> **原文內容**
━━━━━━━━━━━━━━━━━━━━

決策樹ID3算法python實現

在周志華的西瓜書和李航的統計機器學習中對決策樹ID3算法都有很詳細的解釋，如何實現呢？核心點有以下幾個步驟

step1:計算香農熵

from math import log
import operator


# 計算香農熵
def calculate_entropy(data):
    label_counts = {}
    for feature_data in data:
        laber = feature_data[-1]  # 最後一行是laber
        if laber not in label_counts.keys():
            label_counts[laber] = 0
        label_counts[laber] += 1

    count = len(data)
    entropy = 0.0

    for key in label_counts:
        prob = float(label_counts[key]) / count
        entropy -= prob * log(prob, 2)
    return entropy

step2.計算某個feature的信息增益的方法

# 計算某個feature的信息增益
# index:要計算信息增益的feature 對應的在data 的第幾列
# data 的香農熵
def calculate_relative_entropy(data, index, entropy):
    feat_list = [number[index] for number in data]  # 獲得某個特徵下全部值（某列）
    uniqual_vals = set(feat_list)
    new_entropy = 0
    for value in uniqual_vals:
        sub_data = split_data(data, index, value)
        prob = len(sub_data) / float(len(data))  
        new_entropy += prob * calculate_entropy(sub_data)  # 對各子集香農熵求和
    relative_entropy = entropy - new_entropy  # 計算信息增益
    return relative_entropy

step3.選擇最大信息增益的feature

# 選擇最大信息增益的feature
def choose_max_relative_entropy(data):
    num_feature = len(data[0]) - 1
    base_entropy = calculate_entropy(data)#香農熵
    best_infor_gain = 0
    best_feature = -1
    for i in range(num_feature):
        info_gain=calculate_relative_entropy(data, i, base_entropy)
        #最大信息增益
        if (info_gain > best_infor_gain):
            best_infor_gain = info_gain
            best_feature = i

    return best_feature

step4.構建決策樹

def create_decision_tree(data, labels):
    class_list=[example[-1] for example in data]
    # 類別相同，中止劃分
    if class_list.count(class_list[-1]) == len(class_list):
        return class_list[-1]
    # 判斷是否遍歷完全部的特徵時返回個數最多的類別
    if len(data[0]) == 1:
        return most_class(class_list)

━━━━━━━━━━━━━━━━━━━━

> **作答說明**
請一字不改地照抄原文中從「count = len(data)」往下直到「prob * log(prob, 2)」的全部內容。 接下來的資料與原文無關，是另外的材料。

> **所附資料**
━━━━━━━━━━━━━━━━━━━━

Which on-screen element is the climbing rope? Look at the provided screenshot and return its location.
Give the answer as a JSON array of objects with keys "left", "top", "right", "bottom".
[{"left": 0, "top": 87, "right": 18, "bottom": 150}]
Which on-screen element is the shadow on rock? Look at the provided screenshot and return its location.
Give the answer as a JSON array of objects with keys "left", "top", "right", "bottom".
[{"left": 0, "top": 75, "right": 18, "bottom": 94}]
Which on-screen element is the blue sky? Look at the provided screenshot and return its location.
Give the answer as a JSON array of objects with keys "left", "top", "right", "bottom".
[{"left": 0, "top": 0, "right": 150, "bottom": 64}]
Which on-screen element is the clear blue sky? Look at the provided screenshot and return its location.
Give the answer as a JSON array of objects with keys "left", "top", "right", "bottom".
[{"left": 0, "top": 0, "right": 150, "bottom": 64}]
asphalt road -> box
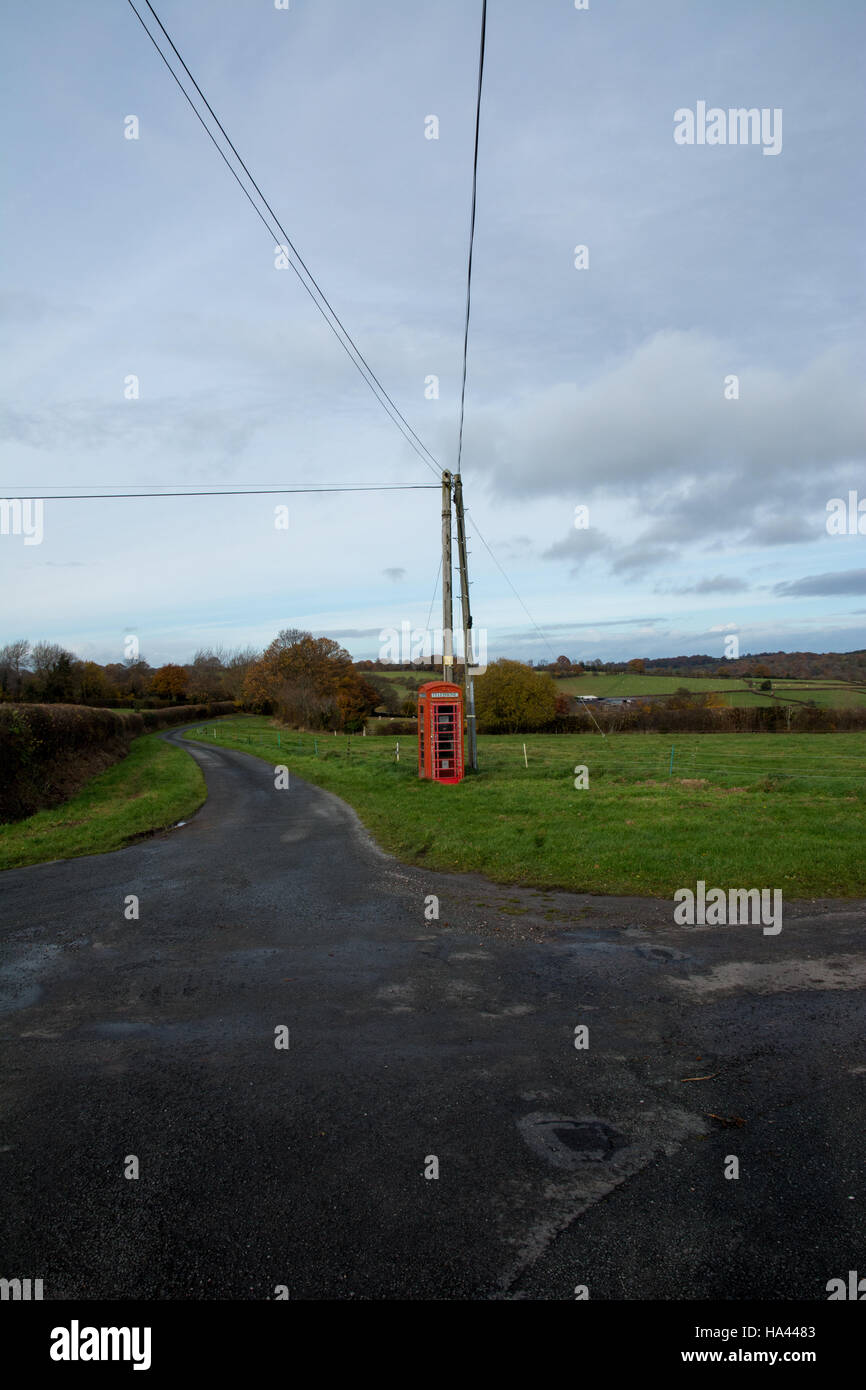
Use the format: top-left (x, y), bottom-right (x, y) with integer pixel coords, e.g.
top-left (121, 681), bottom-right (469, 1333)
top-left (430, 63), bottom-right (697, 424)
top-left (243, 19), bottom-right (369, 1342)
top-left (0, 733), bottom-right (866, 1301)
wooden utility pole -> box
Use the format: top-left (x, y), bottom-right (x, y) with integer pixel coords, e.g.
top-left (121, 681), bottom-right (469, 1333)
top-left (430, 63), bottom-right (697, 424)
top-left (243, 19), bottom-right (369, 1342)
top-left (455, 473), bottom-right (478, 770)
top-left (442, 470), bottom-right (455, 681)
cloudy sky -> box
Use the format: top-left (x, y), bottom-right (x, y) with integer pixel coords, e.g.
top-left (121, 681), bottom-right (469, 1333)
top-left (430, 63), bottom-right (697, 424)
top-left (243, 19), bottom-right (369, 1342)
top-left (0, 0), bottom-right (866, 664)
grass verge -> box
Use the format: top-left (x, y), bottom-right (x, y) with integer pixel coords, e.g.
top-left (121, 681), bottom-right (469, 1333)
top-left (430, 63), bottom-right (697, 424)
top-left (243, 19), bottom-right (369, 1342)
top-left (0, 734), bottom-right (207, 869)
top-left (188, 716), bottom-right (866, 898)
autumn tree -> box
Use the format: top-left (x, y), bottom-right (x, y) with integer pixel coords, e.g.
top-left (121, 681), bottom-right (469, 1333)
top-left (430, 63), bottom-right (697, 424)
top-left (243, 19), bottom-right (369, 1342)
top-left (336, 669), bottom-right (379, 733)
top-left (72, 662), bottom-right (114, 705)
top-left (475, 656), bottom-right (556, 734)
top-left (0, 638), bottom-right (31, 699)
top-left (150, 662), bottom-right (189, 703)
top-left (186, 646), bottom-right (224, 705)
top-left (243, 628), bottom-right (353, 728)
top-left (31, 642), bottom-right (75, 701)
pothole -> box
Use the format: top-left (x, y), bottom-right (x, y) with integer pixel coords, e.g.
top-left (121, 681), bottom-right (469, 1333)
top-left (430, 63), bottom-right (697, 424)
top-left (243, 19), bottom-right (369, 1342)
top-left (517, 1115), bottom-right (630, 1169)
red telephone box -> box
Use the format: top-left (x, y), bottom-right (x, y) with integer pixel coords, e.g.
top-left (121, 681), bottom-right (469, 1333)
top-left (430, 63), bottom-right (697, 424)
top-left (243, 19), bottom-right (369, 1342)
top-left (418, 681), bottom-right (463, 783)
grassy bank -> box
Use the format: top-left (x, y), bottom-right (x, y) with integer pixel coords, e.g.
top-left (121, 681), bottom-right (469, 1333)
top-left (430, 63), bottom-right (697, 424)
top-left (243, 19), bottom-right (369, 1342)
top-left (184, 717), bottom-right (866, 898)
top-left (0, 734), bottom-right (207, 869)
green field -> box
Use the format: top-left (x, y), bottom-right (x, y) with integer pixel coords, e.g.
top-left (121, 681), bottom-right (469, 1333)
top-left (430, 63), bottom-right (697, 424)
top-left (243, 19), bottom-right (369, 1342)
top-left (0, 734), bottom-right (207, 869)
top-left (183, 716), bottom-right (866, 898)
top-left (556, 673), bottom-right (866, 709)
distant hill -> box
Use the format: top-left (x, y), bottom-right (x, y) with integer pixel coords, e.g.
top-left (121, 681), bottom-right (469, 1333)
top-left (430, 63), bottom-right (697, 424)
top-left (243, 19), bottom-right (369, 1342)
top-left (547, 651), bottom-right (866, 684)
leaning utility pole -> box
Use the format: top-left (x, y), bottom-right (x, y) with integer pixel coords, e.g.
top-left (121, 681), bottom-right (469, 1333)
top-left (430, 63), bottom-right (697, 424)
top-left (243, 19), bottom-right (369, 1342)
top-left (442, 470), bottom-right (455, 681)
top-left (455, 473), bottom-right (478, 770)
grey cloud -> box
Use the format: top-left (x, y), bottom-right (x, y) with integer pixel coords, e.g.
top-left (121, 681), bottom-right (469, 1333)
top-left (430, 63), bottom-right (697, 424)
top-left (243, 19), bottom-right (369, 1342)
top-left (774, 570), bottom-right (866, 598)
top-left (664, 574), bottom-right (749, 594)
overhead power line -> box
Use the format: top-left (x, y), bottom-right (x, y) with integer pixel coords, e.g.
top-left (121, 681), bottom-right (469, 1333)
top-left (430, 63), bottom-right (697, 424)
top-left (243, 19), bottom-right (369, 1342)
top-left (456, 0), bottom-right (487, 473)
top-left (126, 0), bottom-right (444, 475)
top-left (6, 482), bottom-right (439, 502)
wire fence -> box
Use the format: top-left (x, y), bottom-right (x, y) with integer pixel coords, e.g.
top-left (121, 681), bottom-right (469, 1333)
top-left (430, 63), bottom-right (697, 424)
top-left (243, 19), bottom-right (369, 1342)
top-left (186, 716), bottom-right (866, 796)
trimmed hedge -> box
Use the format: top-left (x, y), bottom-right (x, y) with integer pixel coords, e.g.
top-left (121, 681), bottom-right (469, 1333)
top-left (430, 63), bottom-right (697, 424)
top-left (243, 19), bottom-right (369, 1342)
top-left (530, 699), bottom-right (866, 734)
top-left (0, 701), bottom-right (235, 821)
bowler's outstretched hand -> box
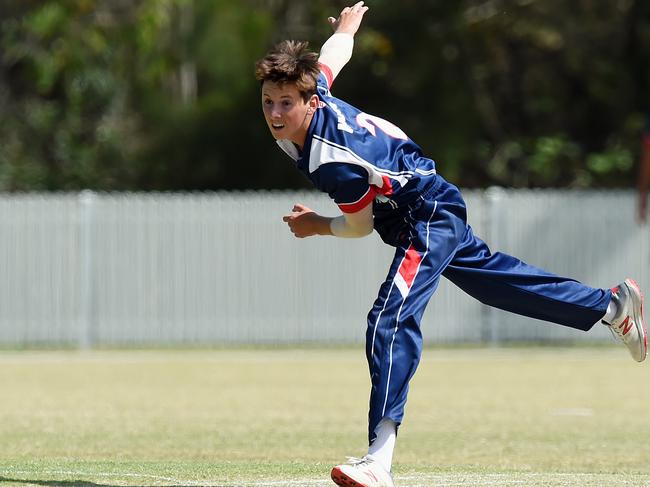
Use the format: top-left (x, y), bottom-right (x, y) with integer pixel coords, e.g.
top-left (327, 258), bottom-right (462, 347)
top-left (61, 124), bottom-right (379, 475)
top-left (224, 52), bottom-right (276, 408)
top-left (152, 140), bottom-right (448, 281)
top-left (327, 2), bottom-right (369, 36)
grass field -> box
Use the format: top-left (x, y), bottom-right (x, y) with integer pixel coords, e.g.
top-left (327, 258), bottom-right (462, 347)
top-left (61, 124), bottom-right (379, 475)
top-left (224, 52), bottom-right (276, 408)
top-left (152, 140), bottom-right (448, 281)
top-left (0, 347), bottom-right (650, 487)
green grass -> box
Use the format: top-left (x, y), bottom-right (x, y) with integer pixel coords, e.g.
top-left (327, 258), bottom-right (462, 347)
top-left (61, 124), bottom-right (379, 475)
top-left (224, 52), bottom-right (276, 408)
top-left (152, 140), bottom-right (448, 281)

━━━━━━━━━━━━━━━━━━━━

> **本題答案**
count = len(data)
    entropy = 0.0

    for key in label_counts:
        prob = float(label_counts[key]) / count
        entropy -= prob * log(prob, 2)